*WHAT THE EXERCISE ASKS*:
Copy out every line below, keeping each one word for word.

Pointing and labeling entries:
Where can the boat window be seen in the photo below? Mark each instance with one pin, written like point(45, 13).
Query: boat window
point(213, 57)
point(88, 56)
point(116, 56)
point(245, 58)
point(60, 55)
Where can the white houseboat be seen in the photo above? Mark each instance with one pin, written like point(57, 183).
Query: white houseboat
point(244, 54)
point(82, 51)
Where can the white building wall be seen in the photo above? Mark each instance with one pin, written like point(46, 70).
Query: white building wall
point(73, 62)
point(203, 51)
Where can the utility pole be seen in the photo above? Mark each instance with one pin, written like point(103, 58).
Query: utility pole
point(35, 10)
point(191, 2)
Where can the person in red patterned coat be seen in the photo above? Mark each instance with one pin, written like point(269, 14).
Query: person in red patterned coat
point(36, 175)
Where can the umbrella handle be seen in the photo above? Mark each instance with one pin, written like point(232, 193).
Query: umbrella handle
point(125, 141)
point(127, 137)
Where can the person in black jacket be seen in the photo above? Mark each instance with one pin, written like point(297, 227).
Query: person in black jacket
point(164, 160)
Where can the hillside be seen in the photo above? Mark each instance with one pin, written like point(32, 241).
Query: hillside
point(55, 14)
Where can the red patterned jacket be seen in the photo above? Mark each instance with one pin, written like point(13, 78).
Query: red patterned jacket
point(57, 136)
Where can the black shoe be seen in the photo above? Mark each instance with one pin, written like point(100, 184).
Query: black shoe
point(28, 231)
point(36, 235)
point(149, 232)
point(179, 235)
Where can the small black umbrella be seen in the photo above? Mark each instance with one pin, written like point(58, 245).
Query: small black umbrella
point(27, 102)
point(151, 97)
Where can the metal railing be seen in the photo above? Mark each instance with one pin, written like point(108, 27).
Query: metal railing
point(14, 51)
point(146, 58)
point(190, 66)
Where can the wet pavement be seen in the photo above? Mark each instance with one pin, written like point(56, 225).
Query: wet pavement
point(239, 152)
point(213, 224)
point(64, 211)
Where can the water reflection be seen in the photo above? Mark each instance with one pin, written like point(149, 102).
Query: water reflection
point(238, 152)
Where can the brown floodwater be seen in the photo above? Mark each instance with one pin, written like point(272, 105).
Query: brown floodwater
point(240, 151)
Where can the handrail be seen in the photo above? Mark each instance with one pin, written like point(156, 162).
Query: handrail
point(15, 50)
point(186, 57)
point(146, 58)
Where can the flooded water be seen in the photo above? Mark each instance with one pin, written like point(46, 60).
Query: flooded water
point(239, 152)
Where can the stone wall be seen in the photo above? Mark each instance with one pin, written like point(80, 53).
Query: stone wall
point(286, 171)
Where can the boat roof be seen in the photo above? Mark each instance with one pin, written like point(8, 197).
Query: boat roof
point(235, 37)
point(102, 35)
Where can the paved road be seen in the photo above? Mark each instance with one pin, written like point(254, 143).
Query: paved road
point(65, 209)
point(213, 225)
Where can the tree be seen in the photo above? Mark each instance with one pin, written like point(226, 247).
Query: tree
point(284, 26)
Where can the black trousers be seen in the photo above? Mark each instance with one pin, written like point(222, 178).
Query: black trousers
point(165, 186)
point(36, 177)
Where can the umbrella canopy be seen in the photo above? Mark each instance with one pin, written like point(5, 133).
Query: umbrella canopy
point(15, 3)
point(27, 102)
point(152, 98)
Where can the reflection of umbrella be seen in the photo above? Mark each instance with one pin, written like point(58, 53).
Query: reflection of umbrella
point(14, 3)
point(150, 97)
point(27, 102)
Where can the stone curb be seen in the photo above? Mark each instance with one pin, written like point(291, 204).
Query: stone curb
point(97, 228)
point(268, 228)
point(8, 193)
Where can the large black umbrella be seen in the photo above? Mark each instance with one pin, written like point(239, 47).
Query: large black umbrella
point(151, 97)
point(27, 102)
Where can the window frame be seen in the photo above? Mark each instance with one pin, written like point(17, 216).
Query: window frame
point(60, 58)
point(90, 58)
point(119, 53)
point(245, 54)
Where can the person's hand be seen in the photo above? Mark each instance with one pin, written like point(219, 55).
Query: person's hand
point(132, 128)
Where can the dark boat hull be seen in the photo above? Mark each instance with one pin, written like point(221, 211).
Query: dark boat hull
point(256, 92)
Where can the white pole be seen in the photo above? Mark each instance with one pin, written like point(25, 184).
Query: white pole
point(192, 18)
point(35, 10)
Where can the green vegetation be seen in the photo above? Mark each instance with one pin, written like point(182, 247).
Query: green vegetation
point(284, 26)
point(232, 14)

*EXPECTED ANSWER*:
Where can the boat window be seen in the photo below? Mark each instance with one pin, written like point(45, 13).
Query: boat window
point(213, 57)
point(88, 56)
point(116, 56)
point(245, 58)
point(60, 55)
Where can the white houseboat be seen in the photo above? Mark each instance with one pin, written like point(57, 183).
Query: white houseboat
point(244, 54)
point(82, 51)
Where can the white building wall be seen in the photo above? Mark each instance with one pin, written like point(46, 70).
Query: white building wall
point(73, 62)
point(203, 51)
Where can the utility pole be seen in the photo above? Mark each instance with one pin, written like point(103, 58).
Query: utility pole
point(35, 10)
point(191, 2)
Where can the person in red patterned coat be seen in the photo above? Mark each instance with one pin, written like point(269, 14).
Query: person in red patterned coat
point(36, 175)
Where can the umbrella handle be seen in the photo above? Mark each instance with one pin, written like point(232, 193).
Query: umbrella handle
point(125, 141)
point(127, 137)
Where can the person in black jacket be seen in the photo above? Mark each instance with one pin, written like point(297, 227).
Query: person in black jacket
point(164, 160)
Where can the hillside be seen in the photo above? Mark each instance with one pin, written like point(32, 241).
Query: hillside
point(55, 14)
Where can the red patterned jacket be seen in the photo above? Mark each instance with one pin, written like point(13, 78).
Query: red patterned jacket
point(57, 136)
Where can the black shoe be seen in the photo above? Mark each instance with one pin, written like point(100, 184).
Query: black shoe
point(28, 231)
point(36, 235)
point(149, 232)
point(179, 235)
Where can the small black umbrella be seen in the photo above? Mark each instance with one pin, written like point(58, 245).
Query: small black umbrella
point(27, 102)
point(151, 97)
Where can the metal railing be seen in the photo above? Mark each instance with one pin, written like point(108, 27).
Query: metal railing
point(14, 51)
point(146, 58)
point(190, 66)
Where can the wet pavement be seen in the photo above? Mark each instance with one pin, written like point(56, 225).
Query: wet pavement
point(239, 152)
point(213, 224)
point(64, 211)
Where can the water reflection be seen in the photo above? Mark each instance with one pin, written like point(149, 102).
Query: water reflection
point(238, 152)
Where can the brown floodwater be seen in the photo above? Mark each instance with one pin, written like point(272, 105).
Query: brown floodwater
point(240, 151)
Where can the handrail be seen in the photo above? Mark each instance with one pin, written like point(156, 162).
Query: handrail
point(15, 50)
point(186, 57)
point(146, 58)
Where can the flooded water be seen in the photo above? Mark each instance with one pin, written like point(46, 60).
Query: flooded water
point(239, 152)
Where can the stone wall be seen in the photo above? Mark each instance with one pin, written like point(80, 53).
Query: stone wall
point(286, 171)
Where can the boat roof be seen in the photo above? Mark each instance with one pin, written like point(8, 197).
Query: boat roof
point(235, 37)
point(102, 35)
Where can the paved road be seen in the photo above? Mark each instance with one pin, written like point(254, 143).
Query: paved road
point(65, 209)
point(213, 225)
Where can the tree be seen in the photo above? Mark each instance with one pin, written like point(226, 247).
Query: tree
point(284, 26)
Where can the black trousers be seen in the photo above? Mark each instance with one pin, written like point(222, 178).
Query: black trousers
point(165, 186)
point(36, 177)
Where can the umbrella canopy be seen in the photo above? Mark each instance with one pin, written like point(5, 133).
Query: umbrella canopy
point(15, 3)
point(27, 102)
point(152, 98)
Where can the reflection of umbrella be seen in the photo above? Mark each instance with one pin, written like point(58, 53).
Query: reflection of umbrella
point(14, 3)
point(150, 97)
point(27, 102)
Where can the stone curb be seen in the photo above? Mark each instance with one pin, written like point(291, 204).
Query: stone curb
point(97, 228)
point(268, 228)
point(8, 193)
Where can the large black umbrella be seen in the photo above? Mark each instance with one pin, written like point(239, 47).
Query: large black umbrella
point(151, 97)
point(27, 102)
Where can the window frame be seen in the photo above? Mark each instance with one pin, written like point(17, 216).
Query: window frame
point(60, 58)
point(90, 58)
point(119, 53)
point(245, 54)
Where can the person's hand be seen in the photo above? Mark each instance with one pin, written like point(219, 55).
Query: person's hand
point(132, 128)
Where can the dark boat hull be seen in the photo above? Mark each instance with one pin, written like point(221, 211).
Query: dark boat hull
point(256, 92)
Where can the white pole be seen in the photo above? Mark each instance with one pin, written like point(25, 184).
Query: white pole
point(192, 18)
point(35, 10)
Where can the green vegetation be seen in the photo above? Mark each instance with one pin, written like point(182, 247).
Query: green vegetation
point(284, 26)
point(232, 14)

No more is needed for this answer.